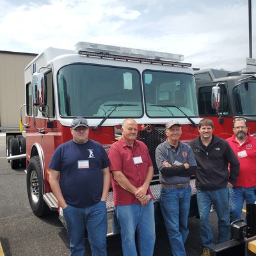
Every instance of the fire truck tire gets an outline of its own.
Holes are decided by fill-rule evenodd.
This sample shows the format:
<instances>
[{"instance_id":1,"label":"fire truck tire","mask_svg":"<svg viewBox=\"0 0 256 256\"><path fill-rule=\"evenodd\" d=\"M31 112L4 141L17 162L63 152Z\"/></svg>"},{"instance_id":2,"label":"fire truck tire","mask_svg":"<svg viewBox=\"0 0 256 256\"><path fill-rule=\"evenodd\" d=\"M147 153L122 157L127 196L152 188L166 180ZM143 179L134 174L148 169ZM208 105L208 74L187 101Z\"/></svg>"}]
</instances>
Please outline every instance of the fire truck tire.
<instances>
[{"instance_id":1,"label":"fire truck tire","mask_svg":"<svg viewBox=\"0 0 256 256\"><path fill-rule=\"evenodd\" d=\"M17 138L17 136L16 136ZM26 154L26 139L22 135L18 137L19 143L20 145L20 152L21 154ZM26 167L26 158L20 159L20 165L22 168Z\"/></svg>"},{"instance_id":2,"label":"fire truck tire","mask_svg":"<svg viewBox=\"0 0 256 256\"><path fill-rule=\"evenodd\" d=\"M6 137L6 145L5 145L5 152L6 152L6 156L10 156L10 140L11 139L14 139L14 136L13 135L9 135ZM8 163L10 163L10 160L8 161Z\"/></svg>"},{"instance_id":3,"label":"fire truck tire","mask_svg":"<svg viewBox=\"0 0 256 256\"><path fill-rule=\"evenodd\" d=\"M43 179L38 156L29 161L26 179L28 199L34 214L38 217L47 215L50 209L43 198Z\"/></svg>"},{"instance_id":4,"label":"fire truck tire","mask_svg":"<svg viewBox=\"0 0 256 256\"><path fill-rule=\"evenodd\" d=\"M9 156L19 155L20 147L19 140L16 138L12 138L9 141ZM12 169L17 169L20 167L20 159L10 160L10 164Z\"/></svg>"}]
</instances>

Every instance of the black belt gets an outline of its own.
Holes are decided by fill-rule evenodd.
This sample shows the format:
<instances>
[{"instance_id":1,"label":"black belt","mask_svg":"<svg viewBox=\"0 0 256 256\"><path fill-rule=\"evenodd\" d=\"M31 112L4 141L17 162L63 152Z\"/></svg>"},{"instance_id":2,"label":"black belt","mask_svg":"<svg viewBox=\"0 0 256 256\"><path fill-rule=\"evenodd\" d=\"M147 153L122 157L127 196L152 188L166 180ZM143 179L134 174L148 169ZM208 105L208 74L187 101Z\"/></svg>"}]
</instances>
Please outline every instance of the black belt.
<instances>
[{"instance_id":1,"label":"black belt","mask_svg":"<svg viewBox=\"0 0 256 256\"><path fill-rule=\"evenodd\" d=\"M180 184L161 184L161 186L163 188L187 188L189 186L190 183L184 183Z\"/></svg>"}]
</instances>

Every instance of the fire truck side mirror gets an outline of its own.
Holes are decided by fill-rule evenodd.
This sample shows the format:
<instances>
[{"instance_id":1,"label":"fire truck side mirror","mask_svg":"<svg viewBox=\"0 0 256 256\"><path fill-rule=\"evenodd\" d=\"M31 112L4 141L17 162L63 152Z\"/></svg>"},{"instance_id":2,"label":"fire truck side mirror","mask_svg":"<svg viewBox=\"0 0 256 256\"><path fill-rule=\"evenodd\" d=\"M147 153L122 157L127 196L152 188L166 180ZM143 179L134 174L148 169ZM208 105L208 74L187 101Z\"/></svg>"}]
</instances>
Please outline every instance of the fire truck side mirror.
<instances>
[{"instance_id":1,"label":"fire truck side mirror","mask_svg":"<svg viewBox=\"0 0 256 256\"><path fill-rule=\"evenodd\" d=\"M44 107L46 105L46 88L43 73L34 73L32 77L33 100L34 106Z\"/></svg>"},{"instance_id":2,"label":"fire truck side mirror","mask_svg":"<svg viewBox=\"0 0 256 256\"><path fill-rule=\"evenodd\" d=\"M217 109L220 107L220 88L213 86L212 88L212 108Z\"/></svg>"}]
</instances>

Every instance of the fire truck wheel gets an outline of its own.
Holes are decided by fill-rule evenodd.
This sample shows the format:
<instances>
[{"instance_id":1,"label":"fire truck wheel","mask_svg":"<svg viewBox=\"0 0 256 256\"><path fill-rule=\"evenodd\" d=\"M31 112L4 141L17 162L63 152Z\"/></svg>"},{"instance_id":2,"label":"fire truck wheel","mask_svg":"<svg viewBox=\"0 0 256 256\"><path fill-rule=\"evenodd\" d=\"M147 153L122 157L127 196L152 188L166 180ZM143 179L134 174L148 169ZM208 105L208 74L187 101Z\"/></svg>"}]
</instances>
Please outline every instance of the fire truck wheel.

^^^^^^^^

[Set exercise]
Locate every line in the records above that contains the word "Please", and copy each of those lines in full. Only matches with the same capitalization count.

[Answer to the exercise]
Please outline every instance of the fire truck tire.
Please outline every instance of the black belt.
Please outline every instance of the fire truck side mirror.
Please outline every instance of the fire truck wheel.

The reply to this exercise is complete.